### SUPPLIED DATA:
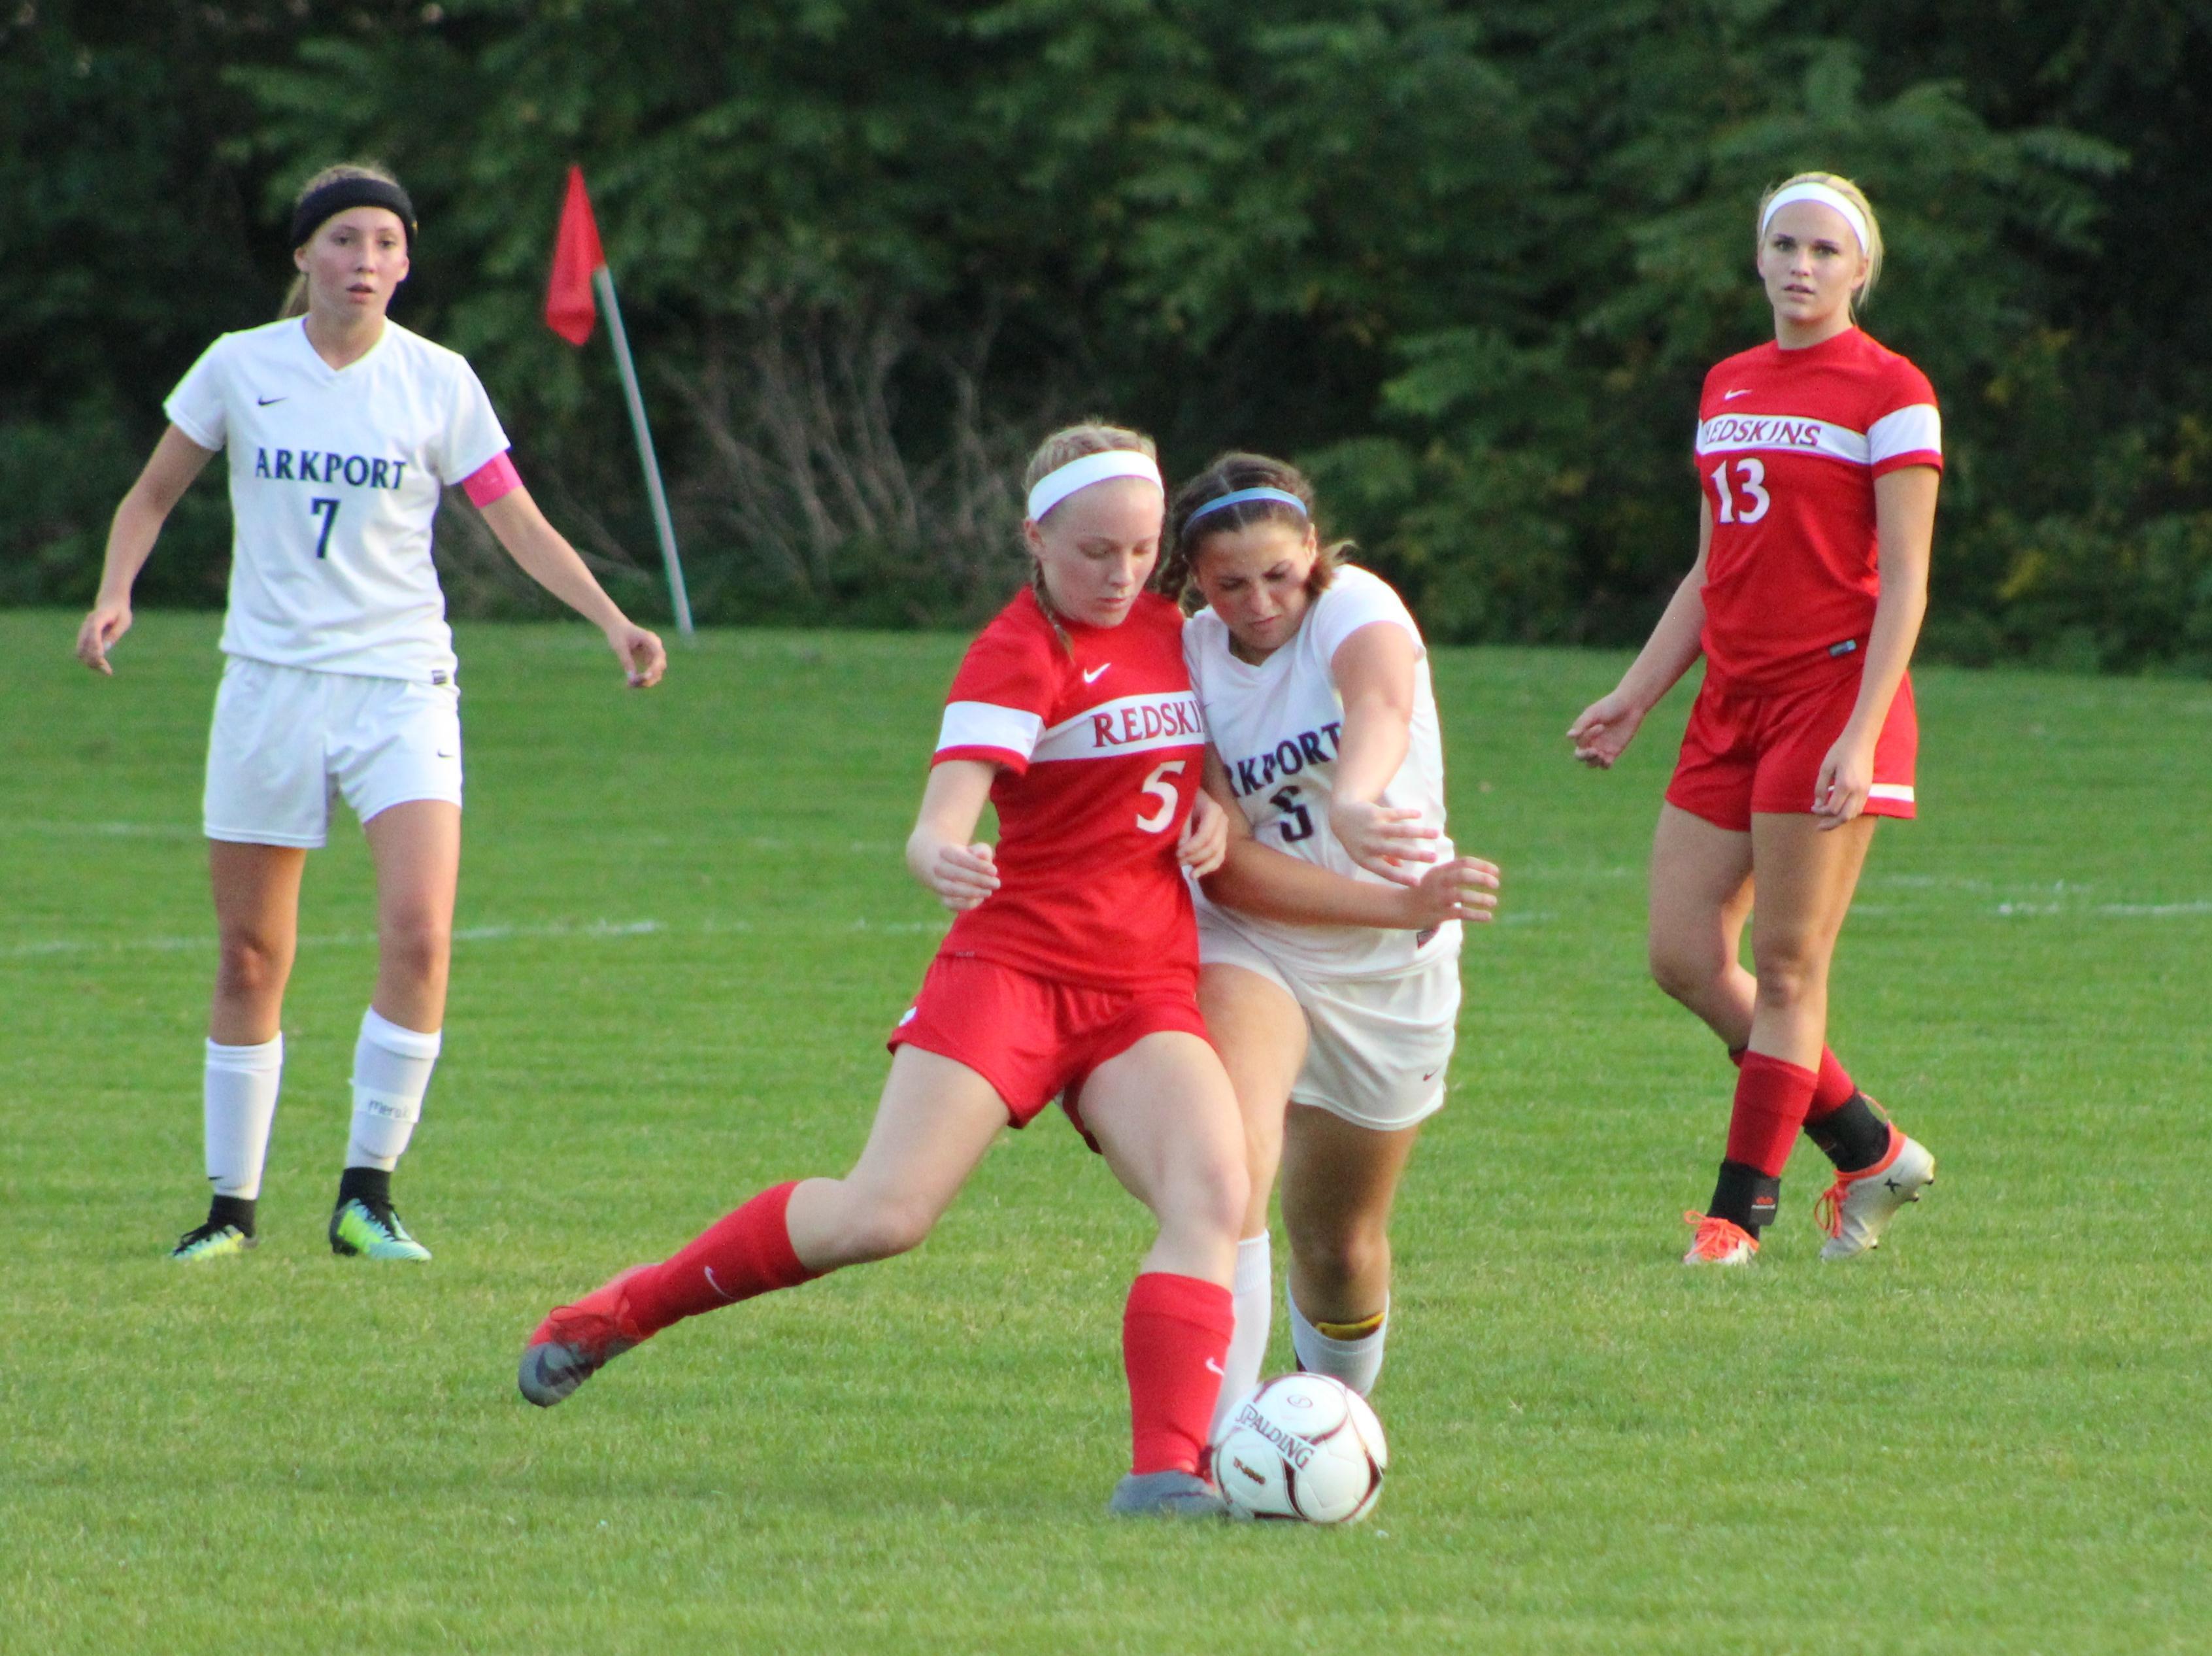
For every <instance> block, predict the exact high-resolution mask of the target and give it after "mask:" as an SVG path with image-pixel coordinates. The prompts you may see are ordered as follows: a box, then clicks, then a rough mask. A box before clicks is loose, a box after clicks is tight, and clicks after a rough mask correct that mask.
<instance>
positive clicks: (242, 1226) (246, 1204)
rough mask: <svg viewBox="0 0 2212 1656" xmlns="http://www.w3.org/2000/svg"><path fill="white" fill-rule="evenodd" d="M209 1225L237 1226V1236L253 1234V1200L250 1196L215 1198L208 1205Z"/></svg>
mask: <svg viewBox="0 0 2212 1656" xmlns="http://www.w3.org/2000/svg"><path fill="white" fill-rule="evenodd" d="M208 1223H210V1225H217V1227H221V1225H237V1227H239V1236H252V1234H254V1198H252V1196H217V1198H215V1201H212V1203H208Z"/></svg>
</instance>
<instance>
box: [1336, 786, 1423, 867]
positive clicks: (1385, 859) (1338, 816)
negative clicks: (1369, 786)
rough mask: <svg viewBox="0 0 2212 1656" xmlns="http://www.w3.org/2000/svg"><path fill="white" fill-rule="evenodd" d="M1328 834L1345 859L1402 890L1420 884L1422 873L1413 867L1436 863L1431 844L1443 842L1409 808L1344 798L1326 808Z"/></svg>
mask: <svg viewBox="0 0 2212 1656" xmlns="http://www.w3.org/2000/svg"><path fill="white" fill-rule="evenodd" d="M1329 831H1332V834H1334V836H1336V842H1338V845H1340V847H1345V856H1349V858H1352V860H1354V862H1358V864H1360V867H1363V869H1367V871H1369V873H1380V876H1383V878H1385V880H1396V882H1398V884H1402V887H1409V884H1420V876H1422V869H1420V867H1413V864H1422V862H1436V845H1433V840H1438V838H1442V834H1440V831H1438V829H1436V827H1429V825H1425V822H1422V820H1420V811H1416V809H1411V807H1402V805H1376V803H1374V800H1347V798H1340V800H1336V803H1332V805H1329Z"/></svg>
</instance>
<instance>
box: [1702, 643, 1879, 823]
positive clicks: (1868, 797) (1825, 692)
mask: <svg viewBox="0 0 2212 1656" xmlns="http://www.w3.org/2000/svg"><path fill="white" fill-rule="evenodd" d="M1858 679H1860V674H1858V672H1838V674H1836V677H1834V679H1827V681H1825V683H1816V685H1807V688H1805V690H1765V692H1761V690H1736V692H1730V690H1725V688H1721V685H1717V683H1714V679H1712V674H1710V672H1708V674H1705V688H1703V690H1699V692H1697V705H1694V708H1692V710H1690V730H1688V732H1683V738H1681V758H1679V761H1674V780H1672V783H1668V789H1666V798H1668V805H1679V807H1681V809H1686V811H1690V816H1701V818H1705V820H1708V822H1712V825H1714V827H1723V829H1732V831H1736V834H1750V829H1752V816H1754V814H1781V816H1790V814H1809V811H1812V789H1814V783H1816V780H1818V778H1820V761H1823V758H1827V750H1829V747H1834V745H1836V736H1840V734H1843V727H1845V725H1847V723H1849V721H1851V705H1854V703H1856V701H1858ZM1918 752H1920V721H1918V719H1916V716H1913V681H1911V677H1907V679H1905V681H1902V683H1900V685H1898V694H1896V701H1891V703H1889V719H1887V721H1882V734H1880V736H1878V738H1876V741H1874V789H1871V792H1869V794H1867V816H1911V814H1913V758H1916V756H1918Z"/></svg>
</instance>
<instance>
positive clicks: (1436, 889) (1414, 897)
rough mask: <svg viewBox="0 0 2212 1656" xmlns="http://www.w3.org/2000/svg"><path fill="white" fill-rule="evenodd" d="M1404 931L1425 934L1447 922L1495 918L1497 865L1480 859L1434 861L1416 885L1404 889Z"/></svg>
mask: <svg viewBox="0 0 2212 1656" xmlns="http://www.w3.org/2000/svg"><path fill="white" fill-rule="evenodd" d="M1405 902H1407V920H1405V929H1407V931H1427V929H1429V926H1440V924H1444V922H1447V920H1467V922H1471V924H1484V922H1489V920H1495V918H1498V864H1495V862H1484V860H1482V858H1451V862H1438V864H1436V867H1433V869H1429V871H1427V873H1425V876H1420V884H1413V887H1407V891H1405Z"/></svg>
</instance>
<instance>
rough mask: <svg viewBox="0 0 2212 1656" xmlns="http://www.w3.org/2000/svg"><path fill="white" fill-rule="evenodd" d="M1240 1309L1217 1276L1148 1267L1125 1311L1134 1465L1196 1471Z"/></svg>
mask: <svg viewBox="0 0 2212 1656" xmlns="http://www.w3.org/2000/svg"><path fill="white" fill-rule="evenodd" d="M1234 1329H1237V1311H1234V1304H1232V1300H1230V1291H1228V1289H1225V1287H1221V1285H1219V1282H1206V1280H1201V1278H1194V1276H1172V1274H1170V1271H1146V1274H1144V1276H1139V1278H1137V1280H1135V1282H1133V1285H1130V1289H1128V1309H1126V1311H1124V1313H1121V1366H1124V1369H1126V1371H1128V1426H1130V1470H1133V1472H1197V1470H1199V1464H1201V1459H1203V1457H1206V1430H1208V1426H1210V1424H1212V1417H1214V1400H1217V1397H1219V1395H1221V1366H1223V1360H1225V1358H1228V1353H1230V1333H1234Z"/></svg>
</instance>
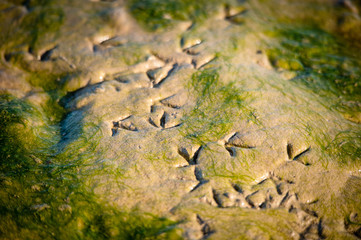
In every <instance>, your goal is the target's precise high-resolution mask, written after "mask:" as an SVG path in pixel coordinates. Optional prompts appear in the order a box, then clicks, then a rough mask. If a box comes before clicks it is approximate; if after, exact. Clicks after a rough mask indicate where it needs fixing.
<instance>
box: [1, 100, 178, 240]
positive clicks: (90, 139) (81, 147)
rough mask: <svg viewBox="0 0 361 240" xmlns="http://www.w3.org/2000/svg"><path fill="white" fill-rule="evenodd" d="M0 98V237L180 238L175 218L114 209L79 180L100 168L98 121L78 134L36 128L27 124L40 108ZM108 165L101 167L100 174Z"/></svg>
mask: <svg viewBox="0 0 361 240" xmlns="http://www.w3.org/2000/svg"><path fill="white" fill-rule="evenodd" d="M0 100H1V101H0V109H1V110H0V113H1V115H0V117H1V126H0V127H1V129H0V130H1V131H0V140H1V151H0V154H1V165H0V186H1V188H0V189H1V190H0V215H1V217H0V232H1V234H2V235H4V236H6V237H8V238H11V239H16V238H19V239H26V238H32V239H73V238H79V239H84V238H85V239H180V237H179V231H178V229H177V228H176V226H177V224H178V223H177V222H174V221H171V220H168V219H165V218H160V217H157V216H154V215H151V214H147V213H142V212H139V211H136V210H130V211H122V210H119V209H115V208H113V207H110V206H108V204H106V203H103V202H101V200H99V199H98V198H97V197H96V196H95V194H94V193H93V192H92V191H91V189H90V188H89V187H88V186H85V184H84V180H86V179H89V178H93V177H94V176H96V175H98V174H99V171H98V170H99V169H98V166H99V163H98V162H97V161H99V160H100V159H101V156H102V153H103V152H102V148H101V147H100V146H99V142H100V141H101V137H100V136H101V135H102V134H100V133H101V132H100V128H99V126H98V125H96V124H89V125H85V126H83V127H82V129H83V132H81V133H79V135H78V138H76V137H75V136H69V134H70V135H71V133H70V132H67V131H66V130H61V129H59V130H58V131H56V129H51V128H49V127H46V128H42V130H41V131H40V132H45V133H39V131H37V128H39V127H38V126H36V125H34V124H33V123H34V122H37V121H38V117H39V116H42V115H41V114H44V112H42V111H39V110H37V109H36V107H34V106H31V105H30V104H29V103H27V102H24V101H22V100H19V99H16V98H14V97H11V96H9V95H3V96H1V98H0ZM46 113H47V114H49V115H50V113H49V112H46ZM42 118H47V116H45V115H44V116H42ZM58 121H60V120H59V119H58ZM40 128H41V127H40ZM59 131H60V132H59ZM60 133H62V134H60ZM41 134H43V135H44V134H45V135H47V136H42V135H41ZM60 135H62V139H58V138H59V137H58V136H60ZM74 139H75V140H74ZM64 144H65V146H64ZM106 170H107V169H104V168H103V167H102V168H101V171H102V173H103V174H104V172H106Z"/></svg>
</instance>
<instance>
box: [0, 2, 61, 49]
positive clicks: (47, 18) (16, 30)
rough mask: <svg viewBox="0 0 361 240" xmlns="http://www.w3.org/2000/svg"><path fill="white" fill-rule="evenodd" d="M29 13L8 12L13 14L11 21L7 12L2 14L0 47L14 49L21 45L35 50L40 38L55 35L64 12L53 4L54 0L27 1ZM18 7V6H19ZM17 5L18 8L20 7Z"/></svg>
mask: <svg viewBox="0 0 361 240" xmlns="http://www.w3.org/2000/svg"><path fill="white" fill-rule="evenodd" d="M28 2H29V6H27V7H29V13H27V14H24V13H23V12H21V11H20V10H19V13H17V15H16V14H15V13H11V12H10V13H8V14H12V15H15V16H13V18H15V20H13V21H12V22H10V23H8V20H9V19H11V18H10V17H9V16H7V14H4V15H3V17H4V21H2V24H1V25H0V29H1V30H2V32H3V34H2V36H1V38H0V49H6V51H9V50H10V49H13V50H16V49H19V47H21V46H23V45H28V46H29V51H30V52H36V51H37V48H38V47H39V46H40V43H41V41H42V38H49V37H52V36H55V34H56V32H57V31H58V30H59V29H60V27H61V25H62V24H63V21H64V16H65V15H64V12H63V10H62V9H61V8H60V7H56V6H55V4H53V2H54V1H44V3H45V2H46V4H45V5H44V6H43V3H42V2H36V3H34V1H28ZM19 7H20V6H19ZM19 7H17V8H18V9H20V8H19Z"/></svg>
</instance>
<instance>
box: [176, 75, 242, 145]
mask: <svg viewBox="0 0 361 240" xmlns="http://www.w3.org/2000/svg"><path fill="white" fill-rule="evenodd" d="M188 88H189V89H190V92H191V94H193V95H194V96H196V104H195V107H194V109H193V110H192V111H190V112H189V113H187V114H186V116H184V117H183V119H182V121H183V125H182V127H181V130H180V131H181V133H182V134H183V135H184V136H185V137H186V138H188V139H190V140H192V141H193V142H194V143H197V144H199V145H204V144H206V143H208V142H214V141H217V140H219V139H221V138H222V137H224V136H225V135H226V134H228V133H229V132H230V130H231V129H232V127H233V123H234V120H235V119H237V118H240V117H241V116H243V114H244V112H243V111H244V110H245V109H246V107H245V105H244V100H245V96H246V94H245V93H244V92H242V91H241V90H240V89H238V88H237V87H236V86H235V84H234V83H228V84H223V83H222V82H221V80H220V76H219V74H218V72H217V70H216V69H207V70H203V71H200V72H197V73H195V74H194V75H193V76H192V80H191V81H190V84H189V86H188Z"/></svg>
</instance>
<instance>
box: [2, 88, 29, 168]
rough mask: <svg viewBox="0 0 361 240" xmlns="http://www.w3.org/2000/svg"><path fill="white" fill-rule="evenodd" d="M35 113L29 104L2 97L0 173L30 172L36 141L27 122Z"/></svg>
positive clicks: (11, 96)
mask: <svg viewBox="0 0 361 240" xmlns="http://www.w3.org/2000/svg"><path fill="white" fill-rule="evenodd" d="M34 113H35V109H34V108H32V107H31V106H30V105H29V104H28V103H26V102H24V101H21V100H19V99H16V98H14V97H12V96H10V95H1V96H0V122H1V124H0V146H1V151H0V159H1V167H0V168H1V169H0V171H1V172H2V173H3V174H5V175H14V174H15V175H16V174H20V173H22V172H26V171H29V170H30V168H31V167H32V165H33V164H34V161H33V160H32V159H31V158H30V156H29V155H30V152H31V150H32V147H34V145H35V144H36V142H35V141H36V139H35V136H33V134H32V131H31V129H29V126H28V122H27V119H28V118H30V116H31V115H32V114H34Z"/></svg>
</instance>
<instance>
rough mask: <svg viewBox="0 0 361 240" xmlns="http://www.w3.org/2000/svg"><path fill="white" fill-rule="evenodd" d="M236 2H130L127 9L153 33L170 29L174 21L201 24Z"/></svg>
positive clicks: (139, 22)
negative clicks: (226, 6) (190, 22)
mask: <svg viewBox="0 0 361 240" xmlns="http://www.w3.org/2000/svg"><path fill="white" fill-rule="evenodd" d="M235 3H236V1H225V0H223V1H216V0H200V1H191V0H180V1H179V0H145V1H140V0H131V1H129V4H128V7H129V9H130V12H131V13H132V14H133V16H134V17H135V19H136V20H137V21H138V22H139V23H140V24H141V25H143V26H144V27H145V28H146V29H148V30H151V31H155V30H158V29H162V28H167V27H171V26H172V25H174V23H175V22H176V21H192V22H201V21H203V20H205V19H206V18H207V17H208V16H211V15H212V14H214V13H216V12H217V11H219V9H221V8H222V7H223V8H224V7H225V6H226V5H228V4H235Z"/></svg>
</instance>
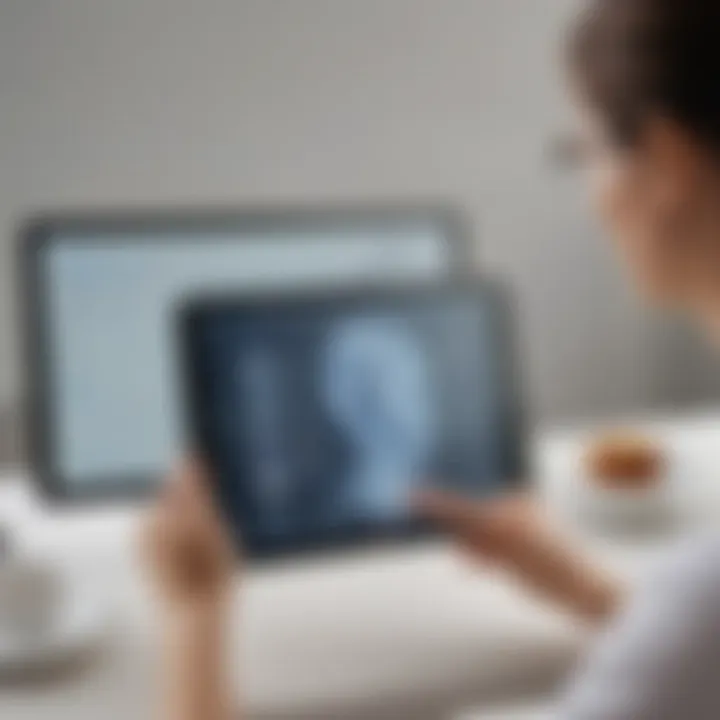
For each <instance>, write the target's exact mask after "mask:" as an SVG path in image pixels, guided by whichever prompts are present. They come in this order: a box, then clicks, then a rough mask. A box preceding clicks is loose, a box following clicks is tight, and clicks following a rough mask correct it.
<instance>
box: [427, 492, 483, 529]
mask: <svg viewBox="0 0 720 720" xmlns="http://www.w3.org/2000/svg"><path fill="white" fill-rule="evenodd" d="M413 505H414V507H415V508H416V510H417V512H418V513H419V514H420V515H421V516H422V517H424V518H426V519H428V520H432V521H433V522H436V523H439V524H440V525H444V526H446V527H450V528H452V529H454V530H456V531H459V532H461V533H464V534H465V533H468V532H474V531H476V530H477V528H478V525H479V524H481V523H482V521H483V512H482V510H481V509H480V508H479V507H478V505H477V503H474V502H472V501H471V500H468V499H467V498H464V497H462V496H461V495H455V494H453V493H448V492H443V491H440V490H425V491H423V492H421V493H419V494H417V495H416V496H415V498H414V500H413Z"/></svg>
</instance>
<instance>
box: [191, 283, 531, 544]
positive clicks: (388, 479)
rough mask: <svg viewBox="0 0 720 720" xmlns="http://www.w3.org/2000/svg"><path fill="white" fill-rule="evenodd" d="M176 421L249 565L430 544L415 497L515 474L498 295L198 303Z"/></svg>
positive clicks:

### EXERCISE AIM:
Transcribe the opening line of the listing above, please, and every line after it through the line with "negative clicks: (1369, 786)", word for word, without pictures.

### EXERCISE ANSWER:
For every <instance> block, predict the exact high-resolution mask of the target and give it after "mask:" as an SVG path with image-pixel coordinates. The prompts you may see are ordered as follows: a box, then clicks, then a rough mask. A box before clicks is loose, a box after clicks is tight, and clicks after a rough mask correct that mask.
<instance>
positive clicks: (242, 1226) (246, 1204)
rough mask: <svg viewBox="0 0 2212 1656" xmlns="http://www.w3.org/2000/svg"><path fill="white" fill-rule="evenodd" d="M209 1225L237 1226V1236L253 1234V1200L250 1196L215 1198L208 1205Z"/></svg>
mask: <svg viewBox="0 0 2212 1656" xmlns="http://www.w3.org/2000/svg"><path fill="white" fill-rule="evenodd" d="M208 1223H210V1225H217V1227H221V1225H237V1227H239V1236H252V1234H254V1198H252V1196H217V1198H215V1201H212V1203H208Z"/></svg>
</instance>
<instance>
box: [1336, 786, 1423, 867]
positive clicks: (1385, 859) (1338, 816)
negative clicks: (1369, 786)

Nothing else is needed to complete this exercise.